**REQUIREMENTS**
From the note on events after 31 December 2024 below, reproduce everything from "On 24 January" down to "million before costs.".

**TEXT**
————————

15. Events subsequent to 31 December 2024
On 8 January 2025, the Board announced the resignation of George Ventouras who
held the position of Executive Director since 10 October 2023.
On 24 January 2025, Julian Hanna was appointed Managing Director.
On 14 February 2025, the Company completed Tranche 2 of the capital raising
announced on 16 December 2024, through the issue of 284,428,571 fully paid
ordinary shares at $0.007 per share to raise $1,92 million before costs.
On 14 February 2025, the Company issued 35,718,311 fully paid shares at $0.007
per share in settlement of exploration services rendered in the financial year
ended 30 June 2024 and advisory services rendered in the half-year ended 31
December 2024.
Mr Bruce Garlick was appointed a Non-Executive Director of the Company on 5
March 2025.
On 6 March 2025, 67,321,429 unlisted options with an exercise price of $0.015,
expiring on 4 March 2027 were issued to the shareholders who participated in
the capital raising announced on 16 December 2024 which completed on 14
February 2025.

————————

(Point annotation records)
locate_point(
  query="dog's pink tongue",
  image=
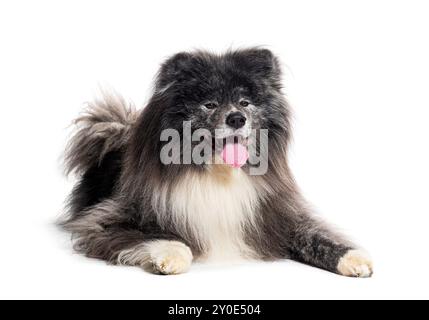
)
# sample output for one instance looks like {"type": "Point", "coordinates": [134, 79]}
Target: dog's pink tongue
{"type": "Point", "coordinates": [235, 154]}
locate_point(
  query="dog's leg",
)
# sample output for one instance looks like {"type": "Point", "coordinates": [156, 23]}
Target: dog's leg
{"type": "Point", "coordinates": [159, 256]}
{"type": "Point", "coordinates": [315, 244]}
{"type": "Point", "coordinates": [104, 232]}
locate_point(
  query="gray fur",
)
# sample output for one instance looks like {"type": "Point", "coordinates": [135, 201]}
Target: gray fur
{"type": "Point", "coordinates": [113, 137]}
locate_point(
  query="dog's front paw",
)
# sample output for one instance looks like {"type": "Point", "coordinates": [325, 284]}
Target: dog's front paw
{"type": "Point", "coordinates": [355, 263]}
{"type": "Point", "coordinates": [170, 257]}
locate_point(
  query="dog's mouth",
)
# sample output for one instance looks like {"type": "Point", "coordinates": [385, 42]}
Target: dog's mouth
{"type": "Point", "coordinates": [232, 150]}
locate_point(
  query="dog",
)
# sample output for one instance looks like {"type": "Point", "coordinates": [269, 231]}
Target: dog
{"type": "Point", "coordinates": [142, 201]}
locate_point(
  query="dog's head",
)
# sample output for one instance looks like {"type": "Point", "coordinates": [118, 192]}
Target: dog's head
{"type": "Point", "coordinates": [228, 96]}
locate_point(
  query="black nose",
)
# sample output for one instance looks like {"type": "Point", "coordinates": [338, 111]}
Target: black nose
{"type": "Point", "coordinates": [236, 120]}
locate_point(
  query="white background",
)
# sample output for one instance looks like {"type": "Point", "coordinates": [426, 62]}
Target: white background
{"type": "Point", "coordinates": [356, 74]}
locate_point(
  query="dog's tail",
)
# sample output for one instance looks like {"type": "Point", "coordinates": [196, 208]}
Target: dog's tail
{"type": "Point", "coordinates": [104, 126]}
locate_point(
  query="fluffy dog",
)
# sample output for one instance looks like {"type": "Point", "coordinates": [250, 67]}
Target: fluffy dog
{"type": "Point", "coordinates": [131, 208]}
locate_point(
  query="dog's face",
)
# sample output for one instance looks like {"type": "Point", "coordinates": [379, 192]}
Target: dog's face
{"type": "Point", "coordinates": [229, 95]}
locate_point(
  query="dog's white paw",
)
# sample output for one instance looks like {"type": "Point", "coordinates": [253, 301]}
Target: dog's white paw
{"type": "Point", "coordinates": [169, 257]}
{"type": "Point", "coordinates": [355, 263]}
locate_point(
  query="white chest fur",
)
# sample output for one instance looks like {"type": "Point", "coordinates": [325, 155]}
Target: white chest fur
{"type": "Point", "coordinates": [213, 208]}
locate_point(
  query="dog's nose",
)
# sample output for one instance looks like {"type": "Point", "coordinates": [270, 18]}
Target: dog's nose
{"type": "Point", "coordinates": [236, 120]}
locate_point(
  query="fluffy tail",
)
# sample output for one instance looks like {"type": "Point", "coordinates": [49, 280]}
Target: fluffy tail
{"type": "Point", "coordinates": [103, 127]}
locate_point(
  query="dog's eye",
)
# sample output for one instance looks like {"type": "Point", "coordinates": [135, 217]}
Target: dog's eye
{"type": "Point", "coordinates": [244, 103]}
{"type": "Point", "coordinates": [210, 105]}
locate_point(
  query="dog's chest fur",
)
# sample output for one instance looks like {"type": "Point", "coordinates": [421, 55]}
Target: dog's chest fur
{"type": "Point", "coordinates": [213, 208]}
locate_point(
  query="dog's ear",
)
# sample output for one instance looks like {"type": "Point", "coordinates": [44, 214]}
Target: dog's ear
{"type": "Point", "coordinates": [260, 62]}
{"type": "Point", "coordinates": [172, 69]}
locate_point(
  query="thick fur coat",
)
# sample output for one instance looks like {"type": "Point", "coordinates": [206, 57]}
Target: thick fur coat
{"type": "Point", "coordinates": [130, 208]}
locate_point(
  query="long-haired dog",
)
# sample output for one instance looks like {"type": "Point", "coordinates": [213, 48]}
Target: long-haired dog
{"type": "Point", "coordinates": [131, 208]}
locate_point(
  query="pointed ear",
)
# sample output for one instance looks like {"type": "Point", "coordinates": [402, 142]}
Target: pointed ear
{"type": "Point", "coordinates": [260, 62]}
{"type": "Point", "coordinates": [172, 68]}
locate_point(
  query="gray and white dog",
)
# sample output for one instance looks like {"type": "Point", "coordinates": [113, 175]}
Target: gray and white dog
{"type": "Point", "coordinates": [131, 208]}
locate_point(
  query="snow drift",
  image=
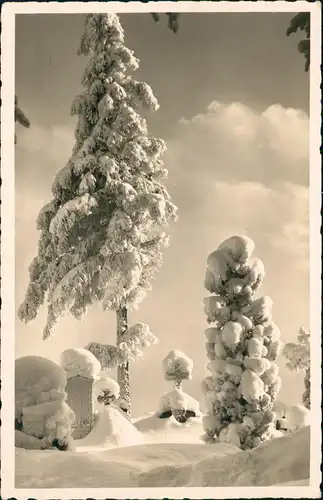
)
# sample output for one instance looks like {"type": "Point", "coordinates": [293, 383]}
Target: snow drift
{"type": "Point", "coordinates": [279, 461]}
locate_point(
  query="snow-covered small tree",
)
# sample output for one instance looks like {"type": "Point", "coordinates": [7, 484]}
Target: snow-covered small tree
{"type": "Point", "coordinates": [242, 345]}
{"type": "Point", "coordinates": [106, 391]}
{"type": "Point", "coordinates": [299, 359]}
{"type": "Point", "coordinates": [178, 367]}
{"type": "Point", "coordinates": [101, 235]}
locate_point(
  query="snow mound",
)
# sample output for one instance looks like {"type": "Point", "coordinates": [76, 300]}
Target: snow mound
{"type": "Point", "coordinates": [37, 380]}
{"type": "Point", "coordinates": [177, 366]}
{"type": "Point", "coordinates": [283, 461]}
{"type": "Point", "coordinates": [169, 430]}
{"type": "Point", "coordinates": [112, 429]}
{"type": "Point", "coordinates": [81, 362]}
{"type": "Point", "coordinates": [279, 460]}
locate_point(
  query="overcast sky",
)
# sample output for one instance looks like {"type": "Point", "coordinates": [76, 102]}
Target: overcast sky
{"type": "Point", "coordinates": [233, 100]}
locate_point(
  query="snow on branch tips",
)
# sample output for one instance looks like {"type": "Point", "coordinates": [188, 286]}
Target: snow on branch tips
{"type": "Point", "coordinates": [242, 346]}
{"type": "Point", "coordinates": [134, 341]}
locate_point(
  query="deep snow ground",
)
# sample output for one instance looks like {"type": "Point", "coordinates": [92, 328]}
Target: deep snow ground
{"type": "Point", "coordinates": [171, 455]}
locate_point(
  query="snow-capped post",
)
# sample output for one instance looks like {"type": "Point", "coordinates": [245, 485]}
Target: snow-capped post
{"type": "Point", "coordinates": [178, 367]}
{"type": "Point", "coordinates": [123, 368]}
{"type": "Point", "coordinates": [242, 346]}
{"type": "Point", "coordinates": [101, 237]}
{"type": "Point", "coordinates": [299, 359]}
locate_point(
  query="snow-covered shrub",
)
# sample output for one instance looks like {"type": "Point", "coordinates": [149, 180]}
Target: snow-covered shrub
{"type": "Point", "coordinates": [178, 367]}
{"type": "Point", "coordinates": [37, 380]}
{"type": "Point", "coordinates": [78, 361]}
{"type": "Point", "coordinates": [299, 359]}
{"type": "Point", "coordinates": [105, 392]}
{"type": "Point", "coordinates": [41, 410]}
{"type": "Point", "coordinates": [241, 346]}
{"type": "Point", "coordinates": [102, 234]}
{"type": "Point", "coordinates": [297, 416]}
{"type": "Point", "coordinates": [179, 404]}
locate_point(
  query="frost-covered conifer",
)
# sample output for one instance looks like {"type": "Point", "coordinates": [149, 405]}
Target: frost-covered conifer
{"type": "Point", "coordinates": [242, 345]}
{"type": "Point", "coordinates": [101, 237]}
{"type": "Point", "coordinates": [299, 359]}
{"type": "Point", "coordinates": [178, 367]}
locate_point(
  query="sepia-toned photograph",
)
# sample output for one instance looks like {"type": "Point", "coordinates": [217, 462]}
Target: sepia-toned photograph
{"type": "Point", "coordinates": [160, 311]}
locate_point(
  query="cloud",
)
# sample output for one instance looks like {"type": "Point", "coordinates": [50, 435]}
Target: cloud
{"type": "Point", "coordinates": [231, 170]}
{"type": "Point", "coordinates": [233, 142]}
{"type": "Point", "coordinates": [237, 170]}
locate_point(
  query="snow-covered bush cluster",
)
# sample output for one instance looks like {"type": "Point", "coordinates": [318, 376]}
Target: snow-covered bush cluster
{"type": "Point", "coordinates": [299, 359]}
{"type": "Point", "coordinates": [41, 410]}
{"type": "Point", "coordinates": [242, 347]}
{"type": "Point", "coordinates": [179, 404]}
{"type": "Point", "coordinates": [178, 367]}
{"type": "Point", "coordinates": [78, 361]}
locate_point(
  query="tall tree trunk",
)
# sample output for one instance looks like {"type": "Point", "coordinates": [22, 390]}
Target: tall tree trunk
{"type": "Point", "coordinates": [123, 370]}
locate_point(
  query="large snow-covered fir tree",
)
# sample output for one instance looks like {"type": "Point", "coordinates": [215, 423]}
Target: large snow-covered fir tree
{"type": "Point", "coordinates": [101, 235]}
{"type": "Point", "coordinates": [299, 359]}
{"type": "Point", "coordinates": [242, 346]}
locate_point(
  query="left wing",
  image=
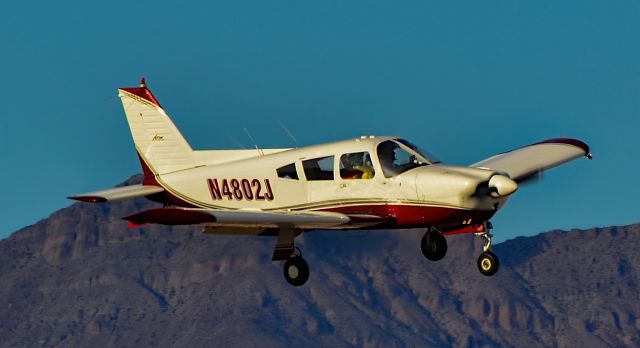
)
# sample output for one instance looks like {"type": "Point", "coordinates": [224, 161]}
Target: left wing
{"type": "Point", "coordinates": [530, 160]}
{"type": "Point", "coordinates": [117, 193]}
{"type": "Point", "coordinates": [242, 219]}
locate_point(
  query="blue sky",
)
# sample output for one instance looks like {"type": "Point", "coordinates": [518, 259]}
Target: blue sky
{"type": "Point", "coordinates": [463, 79]}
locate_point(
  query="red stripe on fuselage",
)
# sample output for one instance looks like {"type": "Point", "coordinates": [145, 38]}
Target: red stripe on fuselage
{"type": "Point", "coordinates": [413, 216]}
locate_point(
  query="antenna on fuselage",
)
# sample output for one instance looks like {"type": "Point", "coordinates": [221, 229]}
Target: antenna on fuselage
{"type": "Point", "coordinates": [253, 140]}
{"type": "Point", "coordinates": [235, 141]}
{"type": "Point", "coordinates": [286, 130]}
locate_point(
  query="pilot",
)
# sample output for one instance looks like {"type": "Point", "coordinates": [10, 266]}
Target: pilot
{"type": "Point", "coordinates": [388, 160]}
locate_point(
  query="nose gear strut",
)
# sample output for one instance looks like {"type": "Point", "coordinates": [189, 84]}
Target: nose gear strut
{"type": "Point", "coordinates": [488, 262]}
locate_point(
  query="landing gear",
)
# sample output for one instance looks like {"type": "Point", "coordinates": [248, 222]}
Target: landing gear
{"type": "Point", "coordinates": [296, 269]}
{"type": "Point", "coordinates": [488, 262]}
{"type": "Point", "coordinates": [433, 245]}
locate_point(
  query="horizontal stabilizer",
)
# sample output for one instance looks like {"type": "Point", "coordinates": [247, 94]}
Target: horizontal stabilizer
{"type": "Point", "coordinates": [240, 218]}
{"type": "Point", "coordinates": [118, 193]}
{"type": "Point", "coordinates": [531, 160]}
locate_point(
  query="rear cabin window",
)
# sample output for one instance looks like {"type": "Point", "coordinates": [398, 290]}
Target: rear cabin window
{"type": "Point", "coordinates": [356, 165]}
{"type": "Point", "coordinates": [288, 172]}
{"type": "Point", "coordinates": [318, 168]}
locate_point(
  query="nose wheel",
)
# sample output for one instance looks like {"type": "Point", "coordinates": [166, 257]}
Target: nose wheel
{"type": "Point", "coordinates": [488, 262]}
{"type": "Point", "coordinates": [433, 245]}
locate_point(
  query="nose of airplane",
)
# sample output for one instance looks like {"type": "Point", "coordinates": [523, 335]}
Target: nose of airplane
{"type": "Point", "coordinates": [502, 186]}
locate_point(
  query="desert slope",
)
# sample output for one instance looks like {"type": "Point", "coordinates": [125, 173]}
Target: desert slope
{"type": "Point", "coordinates": [82, 278]}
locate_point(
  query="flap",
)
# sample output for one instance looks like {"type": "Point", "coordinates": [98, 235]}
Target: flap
{"type": "Point", "coordinates": [117, 193]}
{"type": "Point", "coordinates": [530, 160]}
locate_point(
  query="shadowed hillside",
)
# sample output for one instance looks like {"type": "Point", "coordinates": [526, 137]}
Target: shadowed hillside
{"type": "Point", "coordinates": [82, 278]}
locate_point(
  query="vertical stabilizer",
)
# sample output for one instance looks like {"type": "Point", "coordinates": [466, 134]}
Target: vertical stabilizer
{"type": "Point", "coordinates": [158, 141]}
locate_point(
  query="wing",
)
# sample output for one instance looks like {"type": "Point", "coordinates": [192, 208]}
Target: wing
{"type": "Point", "coordinates": [243, 221]}
{"type": "Point", "coordinates": [530, 160]}
{"type": "Point", "coordinates": [118, 193]}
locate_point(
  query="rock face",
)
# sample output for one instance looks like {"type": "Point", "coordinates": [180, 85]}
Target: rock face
{"type": "Point", "coordinates": [82, 278]}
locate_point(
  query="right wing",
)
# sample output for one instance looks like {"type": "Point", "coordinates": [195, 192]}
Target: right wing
{"type": "Point", "coordinates": [530, 160]}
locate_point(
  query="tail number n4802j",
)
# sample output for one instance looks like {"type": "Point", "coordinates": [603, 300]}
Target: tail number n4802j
{"type": "Point", "coordinates": [243, 189]}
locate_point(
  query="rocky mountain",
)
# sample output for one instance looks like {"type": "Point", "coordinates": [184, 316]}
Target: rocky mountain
{"type": "Point", "coordinates": [81, 278]}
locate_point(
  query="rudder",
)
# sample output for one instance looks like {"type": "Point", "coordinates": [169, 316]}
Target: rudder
{"type": "Point", "coordinates": [158, 141]}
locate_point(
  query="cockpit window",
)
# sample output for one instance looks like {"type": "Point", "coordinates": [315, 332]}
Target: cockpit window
{"type": "Point", "coordinates": [288, 172]}
{"type": "Point", "coordinates": [318, 168]}
{"type": "Point", "coordinates": [356, 165]}
{"type": "Point", "coordinates": [426, 155]}
{"type": "Point", "coordinates": [396, 159]}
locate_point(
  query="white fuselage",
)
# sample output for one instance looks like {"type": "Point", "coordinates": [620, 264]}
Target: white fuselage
{"type": "Point", "coordinates": [249, 179]}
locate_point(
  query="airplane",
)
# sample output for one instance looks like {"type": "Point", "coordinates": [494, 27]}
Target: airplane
{"type": "Point", "coordinates": [365, 183]}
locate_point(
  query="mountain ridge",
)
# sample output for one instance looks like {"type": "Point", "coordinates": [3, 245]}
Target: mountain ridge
{"type": "Point", "coordinates": [81, 277]}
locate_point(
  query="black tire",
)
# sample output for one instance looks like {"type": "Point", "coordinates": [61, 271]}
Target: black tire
{"type": "Point", "coordinates": [433, 246]}
{"type": "Point", "coordinates": [296, 271]}
{"type": "Point", "coordinates": [488, 263]}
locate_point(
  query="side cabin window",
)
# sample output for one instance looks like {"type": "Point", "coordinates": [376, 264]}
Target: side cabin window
{"type": "Point", "coordinates": [318, 168]}
{"type": "Point", "coordinates": [396, 160]}
{"type": "Point", "coordinates": [356, 165]}
{"type": "Point", "coordinates": [288, 172]}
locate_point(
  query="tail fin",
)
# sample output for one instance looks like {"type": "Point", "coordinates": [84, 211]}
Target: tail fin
{"type": "Point", "coordinates": [157, 140]}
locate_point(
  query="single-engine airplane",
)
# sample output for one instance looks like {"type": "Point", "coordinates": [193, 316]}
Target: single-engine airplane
{"type": "Point", "coordinates": [362, 183]}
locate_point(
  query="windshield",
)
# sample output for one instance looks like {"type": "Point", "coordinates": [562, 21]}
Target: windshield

————————

**TASK OUTPUT**
On 24 January 2025, Julian Hanna was appointed Managing Director.
On 14 February 2025, the Company completed Tranche 2 of the capital raising
announced on 16 December 2024, through the issue of 284,428,571 fully paid
ordinary shares at $0.007 per share to raise $1,92 million before costs.